Aufgabe A:
Beantworte anhand des Lesetextes diese Fragen:
(i) Was hoffte man bei Gründung der Universität in den Professuren zu schaffen, und für wen?
(ii) Aus welchen Zünften findet sich die Gruppe der Zunftgewaltigen zusammen?
(iii) Was gilt dem Volke als das Charakteristische des glücklich gewordenen Mannes dieser Kreise?
Aufgabe B: Schreibe aus dem Lesetext den Abschnitt wortgetreu ab, der mit den Worten „Bei diesem Darleihensgeschäft“ anfängt und mit „schon erwähnt worden.“ aufhört.
Aufgabe C: Übersetze diesen Satz aus dem Lesetext ins Englische: „Aber auch das höchste politische Verdienst und die stärkste finanzielle Kraft Einzelner hemmen nicht das der Gesamtheit zugeteilte Verhängnis; die Hohe Stube geht in diesen glänzenden Jahrzehnten unaufhaltsam ihrem Ende zu.“

Lesetext:
Bei diesem Darleihensgeschäft von Stubenherren handelt es sich um ein als standesgemäß geltendes Geldverdienen. Wer aber in dieser Gesellschaft ohne derartig verwendbare Mittel ist, kann auf die vornehmste Weise Mangel leiden. Daher man für Söhne von Familien, „die verarmen, weil sie kein gemeines Gewerbe treiben dürfen“, bei Gründung der Universität in den Professuren anständige Lebensstellungen zu schaffen hofft; es wird empfohlen, die Lehrstühle stets nur auf kurze Zeit zu besetzen, um bei Gelegenheit zu Gunsten solcher Junker über sie verfügen zu können.

In welchem Maße die Stubenherren politisch wichtig sind und wie namentlich die Achtbürger unter ihnen gerade jetzt Großes für das Gemeinwesen leisten, ist schon erwähnt worden.

Aber auch das höchste politische Verdienst und die stärkste finanzielle Kraft Einzelner hemmen nicht das der Gesamtheit zugeteilte Verhängnis; die Hohe Stube geht in diesen glänzenden Jahrzehnten unaufhaltsam ihrem Ende zu.


Die sie bedrohende und zuletzt besiegende Macht ist die breitgedehnte unübersehbare Zunftgesellschaft. Seit anderthalb Jahrhunderten auf dem Wege zur Beherrschung des öffentlichen Wesens, und nun beinah am Ziel. Sie ist dabei nichts Kompaktes, sondern durch Verschiedenheiten und Gegensätze aller Art zerrissen.

Sichtbarer als je tritt jetzt aus dieser Masse die Gruppe der Zunftgewaltigen vor; von verschiedenen Zünften her, namentlich Schlüssel Bären [904] Safran, aber auch Gartnern und Schmieden, findet sie sich zusammen. Ihr Gemeinsames ist das im Großen betriebene Gewerbe, der Reichtum, der Geldstolz, die Ambition nach einer Macht im Gemeinwesen, die der wirtschaftlichen Macht gleichkommt.

Das sind die Bär Rieher Meltinger Zscheckabürlin Irmi, weiter die Eberler Bischoff Meyer Hütschi Jungerman u. A. Lauter Kaufherren und große Krämer; sie spekulieren auch in Liegenschaften; sie treiben Kreditgeschäfte; sie haben Bergwerke; von ihrer Stellung in der Stadtwirtschaft, von ihren Handelsgesellschaften, von ihrer Verlegerei usw. ist schon die Rede gewesen. Als das Charakteristische des glücklich gewordenen Mannes dieser Kreise gilt dem Volke, daß er nicht mehr zu arbeiten brauche, Geld auf Zinsen ausleihen könne und im Regimente der Stadt sitze.

Einzelne dieser Existenzen lernen wir aber noch näher kennen.

(Dateneinträge)
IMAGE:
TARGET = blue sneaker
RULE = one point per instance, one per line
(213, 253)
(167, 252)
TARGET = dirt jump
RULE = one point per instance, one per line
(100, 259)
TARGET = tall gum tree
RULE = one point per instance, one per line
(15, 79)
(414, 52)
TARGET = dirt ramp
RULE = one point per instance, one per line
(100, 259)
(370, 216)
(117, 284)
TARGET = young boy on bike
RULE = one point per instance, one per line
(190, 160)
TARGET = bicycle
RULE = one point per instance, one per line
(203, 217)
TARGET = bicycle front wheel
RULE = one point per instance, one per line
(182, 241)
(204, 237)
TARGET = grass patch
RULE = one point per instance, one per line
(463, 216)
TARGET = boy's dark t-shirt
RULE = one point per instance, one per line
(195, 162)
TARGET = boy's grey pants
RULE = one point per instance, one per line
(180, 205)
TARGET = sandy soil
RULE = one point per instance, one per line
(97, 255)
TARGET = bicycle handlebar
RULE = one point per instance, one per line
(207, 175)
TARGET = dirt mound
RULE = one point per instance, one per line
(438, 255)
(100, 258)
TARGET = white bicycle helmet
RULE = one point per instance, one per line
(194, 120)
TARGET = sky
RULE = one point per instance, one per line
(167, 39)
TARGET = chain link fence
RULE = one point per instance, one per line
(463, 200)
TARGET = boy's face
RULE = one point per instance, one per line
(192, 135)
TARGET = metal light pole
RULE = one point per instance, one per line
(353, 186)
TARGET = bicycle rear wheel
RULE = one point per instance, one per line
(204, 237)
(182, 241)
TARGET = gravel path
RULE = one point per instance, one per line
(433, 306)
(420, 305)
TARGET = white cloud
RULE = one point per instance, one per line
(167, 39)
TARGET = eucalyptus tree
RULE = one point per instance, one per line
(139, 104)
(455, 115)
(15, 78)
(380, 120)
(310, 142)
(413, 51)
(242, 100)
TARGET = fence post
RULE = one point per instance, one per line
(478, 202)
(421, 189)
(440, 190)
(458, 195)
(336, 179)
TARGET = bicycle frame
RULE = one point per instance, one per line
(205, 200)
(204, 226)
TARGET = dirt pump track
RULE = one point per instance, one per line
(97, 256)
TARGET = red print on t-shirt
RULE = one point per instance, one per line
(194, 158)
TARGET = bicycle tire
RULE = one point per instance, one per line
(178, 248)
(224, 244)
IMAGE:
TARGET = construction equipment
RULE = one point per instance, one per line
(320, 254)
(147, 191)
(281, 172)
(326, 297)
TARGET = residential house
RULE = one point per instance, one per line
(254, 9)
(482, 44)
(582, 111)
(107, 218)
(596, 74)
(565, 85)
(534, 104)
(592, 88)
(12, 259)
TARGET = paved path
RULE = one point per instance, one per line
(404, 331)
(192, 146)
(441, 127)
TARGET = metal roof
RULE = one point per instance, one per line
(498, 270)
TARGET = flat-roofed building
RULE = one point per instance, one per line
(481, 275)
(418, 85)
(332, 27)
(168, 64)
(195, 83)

* * *

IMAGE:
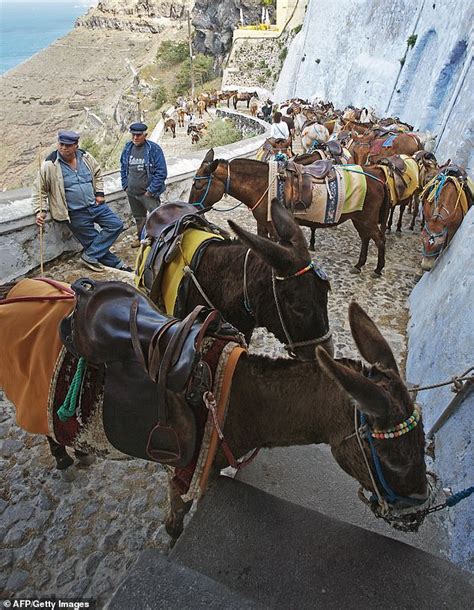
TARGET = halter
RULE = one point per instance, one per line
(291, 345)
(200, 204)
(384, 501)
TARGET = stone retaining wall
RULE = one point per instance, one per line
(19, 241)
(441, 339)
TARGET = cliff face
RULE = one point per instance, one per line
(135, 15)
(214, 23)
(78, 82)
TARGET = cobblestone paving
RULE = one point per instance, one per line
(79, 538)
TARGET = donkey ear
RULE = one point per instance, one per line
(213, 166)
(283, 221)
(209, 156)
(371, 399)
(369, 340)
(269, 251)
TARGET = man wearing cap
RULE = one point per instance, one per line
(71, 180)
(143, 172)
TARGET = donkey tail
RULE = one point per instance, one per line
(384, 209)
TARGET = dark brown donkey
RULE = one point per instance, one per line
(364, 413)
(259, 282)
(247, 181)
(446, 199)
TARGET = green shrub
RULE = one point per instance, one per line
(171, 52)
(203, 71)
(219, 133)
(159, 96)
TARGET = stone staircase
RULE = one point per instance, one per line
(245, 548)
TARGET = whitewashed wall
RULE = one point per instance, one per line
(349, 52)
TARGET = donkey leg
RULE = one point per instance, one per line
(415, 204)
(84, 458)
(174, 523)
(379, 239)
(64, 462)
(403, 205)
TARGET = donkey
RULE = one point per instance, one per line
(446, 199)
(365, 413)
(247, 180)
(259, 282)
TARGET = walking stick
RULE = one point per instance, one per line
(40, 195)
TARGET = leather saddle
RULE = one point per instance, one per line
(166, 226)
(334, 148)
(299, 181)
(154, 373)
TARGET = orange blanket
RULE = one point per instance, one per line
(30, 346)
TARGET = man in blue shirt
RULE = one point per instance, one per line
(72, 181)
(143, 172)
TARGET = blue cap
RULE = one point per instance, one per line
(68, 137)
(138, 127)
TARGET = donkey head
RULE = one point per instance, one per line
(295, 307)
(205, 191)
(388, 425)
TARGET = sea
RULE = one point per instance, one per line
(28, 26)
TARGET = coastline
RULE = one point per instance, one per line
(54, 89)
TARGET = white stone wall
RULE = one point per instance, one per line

Lösung A:
(i) Anständige Lebensstellungen für Söhne von Familien, die verarmen, weil sie kein gemeines Gewerbe treiben dürfen.
(ii) Namentlich aus Schlüssel, Bären und Safran, aber auch aus Gartnern und Schmieden.
(iii) Dass er nicht mehr zu arbeiten brauche, Geld auf Zinsen ausleihen könne und im Regimente der Stadt sitze.

Lösung B:
Bei diesem Darleihensgeschäft von Stubenherren handelt es sich um ein als standesgemäß geltendes Geldverdienen. Wer aber in dieser Gesellschaft ohne derartig verwendbare Mittel ist, kann auf die vornehmste Weise Mangel leiden. Daher man für Söhne von Familien, „die verarmen, weil sie kein gemeines Gewerbe treiben dürfen“, bei Gründung der Universität in den Professuren anständige Lebensstellungen zu schaffen hofft; es wird empfohlen, die Lehrstühle stets nur auf kurze Zeit zu besetzen, um bei Gelegenheit zu Gunsten solcher Junker über sie verfügen zu können.

In welchem Maße die Stubenherren politisch wichtig sind und wie namentlich die Achtbürger unter ihnen gerade jetzt Großes für das Gemeinwesen leisten, ist schon erwähnt worden.

Lösung C: But even the highest political merit and the greatest financial strength of individuals do not hold back the fate allotted to the whole; in these brilliant decades the Hohe Stube moves inexorably toward its end.